### Location identification entries:
---

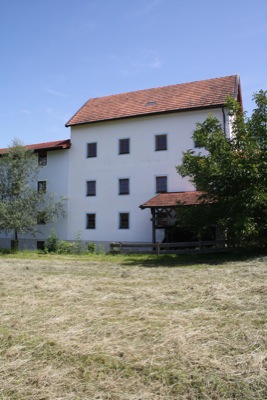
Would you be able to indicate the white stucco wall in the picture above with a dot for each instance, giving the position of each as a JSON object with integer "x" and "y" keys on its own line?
{"x": 141, "y": 166}
{"x": 56, "y": 175}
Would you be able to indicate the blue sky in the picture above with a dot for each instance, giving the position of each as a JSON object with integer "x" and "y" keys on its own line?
{"x": 56, "y": 54}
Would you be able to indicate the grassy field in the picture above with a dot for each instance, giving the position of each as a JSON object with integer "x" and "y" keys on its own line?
{"x": 132, "y": 328}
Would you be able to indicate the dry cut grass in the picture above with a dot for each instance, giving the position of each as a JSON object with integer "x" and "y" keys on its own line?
{"x": 95, "y": 330}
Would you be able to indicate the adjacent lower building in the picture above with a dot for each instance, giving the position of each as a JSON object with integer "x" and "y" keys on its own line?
{"x": 122, "y": 152}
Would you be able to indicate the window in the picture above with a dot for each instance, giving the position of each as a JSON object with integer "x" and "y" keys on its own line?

---

### DIRECTIONS:
Omit the pictures, then output the rest of the listing exactly.

### EXPECTED ANSWER:
Would you be able to indicate the white stucco wall in the picture above with a dot for each instance, giving the position of each as a JSON object with integer "x" and "y" keys on its own line?
{"x": 141, "y": 166}
{"x": 56, "y": 175}
Would you be able to indicate the blue sky in the picture above with a dot for each instance, giving the position of each as a JSON object with integer "x" and "y" keys on its own line?
{"x": 56, "y": 54}
Would you be able to indicate the grassy field in the picture above with a dot for each instance, giving the position of each as a JSON object with integer "x" and "y" keys on its own line?
{"x": 132, "y": 328}
Would you be able to indicate the dry cut grass in the picture above with a dot for each instance, giving the position of each as a JSON object with integer "x" and "y" keys on its own line?
{"x": 95, "y": 330}
Would you be able to indicate the adjacent lower building in the picture above with a dot for each instance, giving the position of each as a JSON object with integer "x" and "y" keys on its own line?
{"x": 122, "y": 152}
Would you be able to indicate the window in the picture above with a dot for each instance, giving the position of each as a JSON object with integer "x" and "y" keys on its own line?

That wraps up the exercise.